§ What is required: Copy out the full Guernsey Press letter on Swiss bank accounts word for word.

§ Document extract:
#####
Guernsey Press

Swiss accounts 'may be the tip of the iceberg'

YOU report that the HSBC Switzerland leaked documents reveal that £1.3bn of 'Guernsey-linked' money was being held in 492 separate accounts (Guernsey Press, 18 February).

Published

Swiss banks employ 136,000 people compared with 6,500 in the whole of Guernsey's finance industry. Guernsey has 31 licensed banks while HSBC's Swiss bank is one of hundreds. £1.3bn of Guernsey-linked money in a single Swiss bank may be just the tip of the iceberg. No one knows how big the iceberg is because, as Deputy Le Tocq points out, unlike Guernsey, Swiss banking is secret.

According to Guernsey Finance, Guernsey's 150 trust companies control £350bn, a large proportion of which is no doubt 'offshore' money.

If any Guernsey-linked money in Swiss secret bank accounts turns out to be controlled by Guernsey trust companies, it would do serious damage to Guernsey's claim to be transparent.

The GFSC has responded by paying the usual lip service to anti-money laundering and combatting financing of terrorism. There was no mention of tax evasion, which was Ed Milliband's recent concern. If Guernsey trust companies do have 'Guernsey-linked' money in jurisdictions that have banking secrecy laws it would suggest that the GSFC can't know very much about it.

That would not be too surprising. Struggling to justify the GFSC's refusal to act over blatant wrongdoing by a trust company that it supposedly regulates, the commission's director of fiduciary supervision and policy division admitted recently that 'Our regulation and supervision of the fiduciary sector is necessarily limited'.
#####
[Entries from an annotation dataset]
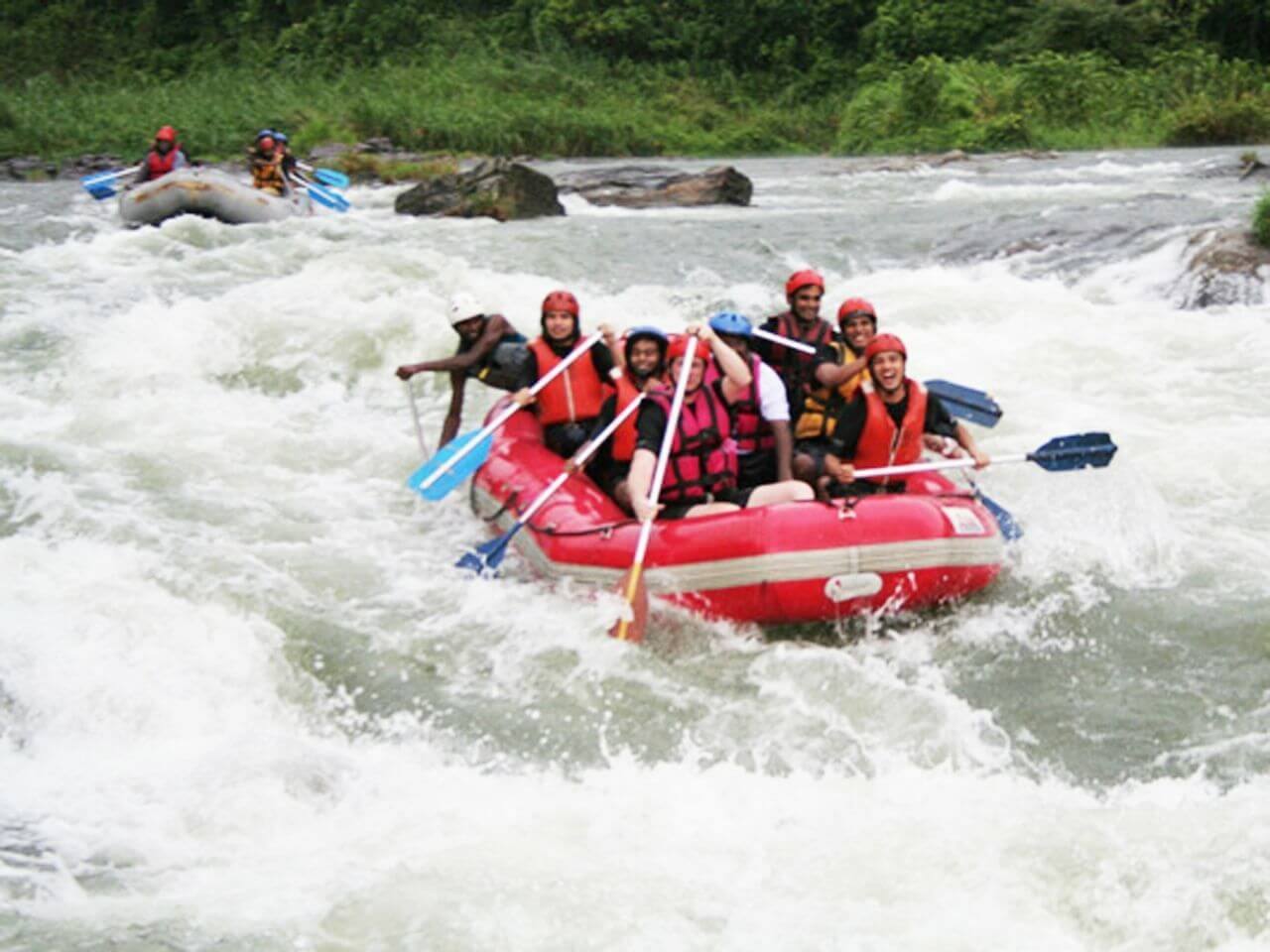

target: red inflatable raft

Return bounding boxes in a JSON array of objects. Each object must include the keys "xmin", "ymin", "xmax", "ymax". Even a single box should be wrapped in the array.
[{"xmin": 472, "ymin": 408, "xmax": 1004, "ymax": 623}]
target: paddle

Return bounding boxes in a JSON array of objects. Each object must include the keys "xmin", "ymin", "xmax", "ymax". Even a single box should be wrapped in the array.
[
  {"xmin": 852, "ymin": 432, "xmax": 1116, "ymax": 480},
  {"xmin": 454, "ymin": 394, "xmax": 644, "ymax": 575},
  {"xmin": 296, "ymin": 163, "xmax": 352, "ymax": 187},
  {"xmin": 926, "ymin": 380, "xmax": 1002, "ymax": 429},
  {"xmin": 401, "ymin": 380, "xmax": 428, "ymax": 459},
  {"xmin": 752, "ymin": 327, "xmax": 1001, "ymax": 429},
  {"xmin": 407, "ymin": 331, "xmax": 603, "ymax": 502},
  {"xmin": 80, "ymin": 165, "xmax": 141, "ymax": 202},
  {"xmin": 292, "ymin": 173, "xmax": 352, "ymax": 213},
  {"xmin": 608, "ymin": 336, "xmax": 698, "ymax": 641}
]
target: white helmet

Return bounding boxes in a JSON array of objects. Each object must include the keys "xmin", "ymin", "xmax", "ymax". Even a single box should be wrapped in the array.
[{"xmin": 449, "ymin": 292, "xmax": 482, "ymax": 327}]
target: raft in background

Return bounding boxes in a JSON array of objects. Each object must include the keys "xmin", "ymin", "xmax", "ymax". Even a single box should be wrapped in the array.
[
  {"xmin": 472, "ymin": 404, "xmax": 1004, "ymax": 625},
  {"xmin": 119, "ymin": 168, "xmax": 313, "ymax": 225}
]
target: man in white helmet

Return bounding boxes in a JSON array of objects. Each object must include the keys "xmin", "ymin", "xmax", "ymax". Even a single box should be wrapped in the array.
[{"xmin": 396, "ymin": 295, "xmax": 528, "ymax": 445}]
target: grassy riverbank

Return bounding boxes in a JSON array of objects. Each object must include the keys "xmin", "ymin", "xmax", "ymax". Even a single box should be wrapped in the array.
[{"xmin": 0, "ymin": 49, "xmax": 1270, "ymax": 165}]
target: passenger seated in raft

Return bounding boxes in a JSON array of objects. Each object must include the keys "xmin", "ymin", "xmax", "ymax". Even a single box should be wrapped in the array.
[
  {"xmin": 588, "ymin": 326, "xmax": 668, "ymax": 513},
  {"xmin": 132, "ymin": 126, "xmax": 190, "ymax": 184},
  {"xmin": 396, "ymin": 295, "xmax": 530, "ymax": 445},
  {"xmin": 706, "ymin": 311, "xmax": 794, "ymax": 489},
  {"xmin": 513, "ymin": 291, "xmax": 621, "ymax": 457},
  {"xmin": 750, "ymin": 269, "xmax": 833, "ymax": 416},
  {"xmin": 629, "ymin": 325, "xmax": 812, "ymax": 520},
  {"xmin": 246, "ymin": 130, "xmax": 296, "ymax": 198},
  {"xmin": 818, "ymin": 334, "xmax": 990, "ymax": 498},
  {"xmin": 794, "ymin": 298, "xmax": 877, "ymax": 486}
]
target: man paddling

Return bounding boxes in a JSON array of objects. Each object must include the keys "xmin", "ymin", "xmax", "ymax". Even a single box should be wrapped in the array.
[
  {"xmin": 132, "ymin": 126, "xmax": 190, "ymax": 184},
  {"xmin": 396, "ymin": 295, "xmax": 530, "ymax": 445},
  {"xmin": 794, "ymin": 298, "xmax": 877, "ymax": 486},
  {"xmin": 630, "ymin": 325, "xmax": 812, "ymax": 521},
  {"xmin": 818, "ymin": 334, "xmax": 990, "ymax": 495}
]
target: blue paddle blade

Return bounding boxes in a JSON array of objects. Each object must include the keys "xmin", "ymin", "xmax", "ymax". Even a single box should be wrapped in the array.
[
  {"xmin": 926, "ymin": 380, "xmax": 1002, "ymax": 427},
  {"xmin": 975, "ymin": 490, "xmax": 1024, "ymax": 542},
  {"xmin": 407, "ymin": 430, "xmax": 494, "ymax": 503},
  {"xmin": 314, "ymin": 169, "xmax": 352, "ymax": 187},
  {"xmin": 1028, "ymin": 432, "xmax": 1116, "ymax": 472}
]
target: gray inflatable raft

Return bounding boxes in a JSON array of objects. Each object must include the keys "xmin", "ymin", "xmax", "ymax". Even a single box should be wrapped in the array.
[{"xmin": 119, "ymin": 169, "xmax": 313, "ymax": 225}]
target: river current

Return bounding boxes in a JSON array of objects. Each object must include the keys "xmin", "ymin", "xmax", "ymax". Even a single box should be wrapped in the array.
[{"xmin": 0, "ymin": 150, "xmax": 1270, "ymax": 952}]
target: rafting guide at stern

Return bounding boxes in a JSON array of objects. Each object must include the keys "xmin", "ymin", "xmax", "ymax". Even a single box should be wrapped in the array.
[{"xmin": 396, "ymin": 295, "xmax": 530, "ymax": 445}]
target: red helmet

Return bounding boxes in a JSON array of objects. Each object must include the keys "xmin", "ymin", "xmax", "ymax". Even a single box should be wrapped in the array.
[
  {"xmin": 865, "ymin": 334, "xmax": 908, "ymax": 363},
  {"xmin": 785, "ymin": 269, "xmax": 825, "ymax": 298},
  {"xmin": 543, "ymin": 291, "xmax": 580, "ymax": 317},
  {"xmin": 838, "ymin": 298, "xmax": 877, "ymax": 327}
]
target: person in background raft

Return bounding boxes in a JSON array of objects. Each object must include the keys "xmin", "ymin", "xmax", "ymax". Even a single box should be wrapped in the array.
[
  {"xmin": 706, "ymin": 311, "xmax": 794, "ymax": 489},
  {"xmin": 752, "ymin": 271, "xmax": 833, "ymax": 422},
  {"xmin": 794, "ymin": 298, "xmax": 877, "ymax": 486},
  {"xmin": 629, "ymin": 325, "xmax": 812, "ymax": 520},
  {"xmin": 820, "ymin": 334, "xmax": 990, "ymax": 496},
  {"xmin": 588, "ymin": 326, "xmax": 670, "ymax": 512},
  {"xmin": 132, "ymin": 126, "xmax": 190, "ymax": 184},
  {"xmin": 513, "ymin": 291, "xmax": 621, "ymax": 457},
  {"xmin": 246, "ymin": 130, "xmax": 296, "ymax": 198},
  {"xmin": 396, "ymin": 295, "xmax": 530, "ymax": 445}
]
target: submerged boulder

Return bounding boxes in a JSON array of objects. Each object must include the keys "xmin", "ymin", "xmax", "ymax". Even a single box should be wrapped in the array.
#####
§ Correct response:
Guernsey Press

Swiss accounts 'may be the tip of the iceberg'

YOU report that the HSBC Switzerland leaked documents reveal that £1.3bn of 'Guernsey-linked' money was being held in 492 separate accounts (Guernsey Press, 18 February).

Published

Swiss banks employ 136,000 people compared with 6,500 in the whole of Guernsey's finance industry. Guernsey has 31 licensed banks while HSBC's Swiss bank is one of hundreds. £1.3bn of Guernsey-linked money in a single Swiss bank may be just the tip of the iceberg. No one knows how big the iceberg is because, as Deputy Le Tocq points out, unlike Guernsey, Swiss banking is secret.

According to Guernsey Finance, Guernsey's 150 trust companies control £350bn, a large proportion of which is no doubt 'offshore' money.

If any Guernsey-linked money in Swiss secret bank accounts turns out to be controlled by Guernsey trust companies, it would do serious damage to Guernsey's claim to be transparent.

The GFSC has responded by paying the usual lip service to anti-money laundering and combatting financing of terrorism. There was no mention of tax evasion, which was Ed Milliband's recent concern. If Guernsey trust companies do have 'Guernsey-linked' money in jurisdictions that have banking secrecy laws it would suggest that the GSFC can't know very much about it.

That would not be too surprising. Struggling to justify the GFSC's refusal to act over blatant wrongdoing by a trust company that it supposedly regulates, the commission's director of fiduciary supervision and policy division admitted recently that 'Our regulation and supervision of the fiduciary sector is necessarily limited'.